== Problems to solve ==
• 1. In the post on estimating the heart's efficiency, what efficiency did the earlier post on heart power assume for the heart's conversion of chemical to mechanical energy?
• 2. Write the next part of the post on estimating the heart's efficiency, starting after its final sentence.

== Text block ==
* * * * * * *

Quote of the Day
I like opera, I just don't want to be around the people who like opera.
— Justice Clarence Thomas, during a discussion of Justice Scalia and Scalia's love of opera. I also have experienced being around engineers who love opera – Justice Thomas is correct.
During my editing of a previous post on heart power, which assumed that the heart converts chemical to mechanical energy with an efficiency of 20%, I found some other information on the web that would allow me to estimate the heart's conversion efficiency. I always like to do calculations that cross-check one-another to ensure that my information is consistent. This post documents my heart efficiency estimation exercise.
I was impressed with the wide variation that exists in the heart's physical parameters between individuals. This analysis is going to be rough because of the wide variability in these heart parameters.
The analysis approach is basic.
- Using information on the chemistry of food, determine the amount of energy produced by carbohydrates, proteins, and fats for every mL of O2.
This information is well documented from numerous source (example). The amount of energy available per liter of O2 varies with the type of carbohydrate (e.g. glucose, fructose), fat (e.g. stearate, palmitate), or protein (e.g. alanine, aspartate).

* * * * * * *

== Record set ==
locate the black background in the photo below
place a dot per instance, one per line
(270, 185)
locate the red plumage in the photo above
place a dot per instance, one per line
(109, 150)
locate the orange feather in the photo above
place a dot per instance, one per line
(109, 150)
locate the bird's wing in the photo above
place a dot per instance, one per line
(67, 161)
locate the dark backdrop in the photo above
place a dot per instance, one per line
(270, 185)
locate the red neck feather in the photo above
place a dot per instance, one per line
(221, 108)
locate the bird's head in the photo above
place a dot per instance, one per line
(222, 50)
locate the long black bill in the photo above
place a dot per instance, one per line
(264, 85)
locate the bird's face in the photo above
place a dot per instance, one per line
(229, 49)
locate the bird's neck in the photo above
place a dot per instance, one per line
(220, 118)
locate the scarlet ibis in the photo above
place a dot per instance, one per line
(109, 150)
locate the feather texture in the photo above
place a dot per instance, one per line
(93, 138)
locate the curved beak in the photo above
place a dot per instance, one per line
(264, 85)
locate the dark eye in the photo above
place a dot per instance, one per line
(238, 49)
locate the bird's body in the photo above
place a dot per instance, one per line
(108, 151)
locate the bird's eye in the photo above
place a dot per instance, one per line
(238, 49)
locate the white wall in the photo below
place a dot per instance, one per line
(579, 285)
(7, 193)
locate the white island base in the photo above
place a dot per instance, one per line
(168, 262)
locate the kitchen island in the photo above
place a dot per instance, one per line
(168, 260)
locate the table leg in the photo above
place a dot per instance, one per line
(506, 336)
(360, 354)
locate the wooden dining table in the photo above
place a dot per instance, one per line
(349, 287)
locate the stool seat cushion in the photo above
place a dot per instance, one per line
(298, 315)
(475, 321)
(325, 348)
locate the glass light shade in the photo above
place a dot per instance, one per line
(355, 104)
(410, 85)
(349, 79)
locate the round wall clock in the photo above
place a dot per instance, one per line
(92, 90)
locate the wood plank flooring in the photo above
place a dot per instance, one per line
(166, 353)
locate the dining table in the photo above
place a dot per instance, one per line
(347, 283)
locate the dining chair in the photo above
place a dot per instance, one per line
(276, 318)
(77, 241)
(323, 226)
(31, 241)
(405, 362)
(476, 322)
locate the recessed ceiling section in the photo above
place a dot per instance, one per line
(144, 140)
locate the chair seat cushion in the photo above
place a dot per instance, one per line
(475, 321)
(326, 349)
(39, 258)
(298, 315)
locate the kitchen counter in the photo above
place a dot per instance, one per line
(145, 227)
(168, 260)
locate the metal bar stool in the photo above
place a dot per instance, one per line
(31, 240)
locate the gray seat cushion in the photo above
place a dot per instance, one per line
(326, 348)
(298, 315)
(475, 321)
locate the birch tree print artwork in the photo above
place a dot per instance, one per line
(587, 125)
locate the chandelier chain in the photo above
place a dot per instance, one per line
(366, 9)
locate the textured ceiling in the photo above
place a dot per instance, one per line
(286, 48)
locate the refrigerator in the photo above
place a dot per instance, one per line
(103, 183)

* * * * * * *

== Answers by task ==
• 1. 20%

• 2.
- Determine how much of the food energy is actually available for pumping versus heat generation and keeping cells alive.
This is measured value and it will vary widely based on the individual and the heart's activity level.
- Obtain the oxygen input to the heart.
This value has to measured under laboratory conditions.
- Compute the chemical power consumed by the heart and compare it to the mechanical work generated by the heart.
Given a specific heart size, food mix, and O2 consumption rate, we can determine the rate of chemical energy production. Since I computed the mechanical pumping power here, we can compute the efficiency.
Heart's Work Per mL of Oxygen
Figure 2 shows how to obtain an estimate for the average work performed by the heart per mL of O2. Notice how the number varies with the composition of the nutrients (carbohydrates, fats, proteins) that are feeding the heart.
Heat and Cell Overhead Losses
Figure 3 shows the numbers I found for the energy losses the heart experiences because of heat generation and cell overhead (i.e. keeping heart cells alive).
Chemical-to-Mechanical Efficiency Calculation
In this post, I estimated the heart's mechanical output power at 1.3 W. We can use this number along with the average heart size and oxygen consumption to estimate the chemical-to-mechanical conversion efficiency (Figure 4).
I compute an efficiency of 22%, a number that is highly dependent on a number of assumptions.
My plan for this post was to use some basic physics and a few pieces of information from the web to estimate the heart's chemical-to-mechanical conversion efficiency. My estimate of 22% is in within 20% to 25% range given by numerous sources. This demonstrates that the information I have been reading is internally consistent.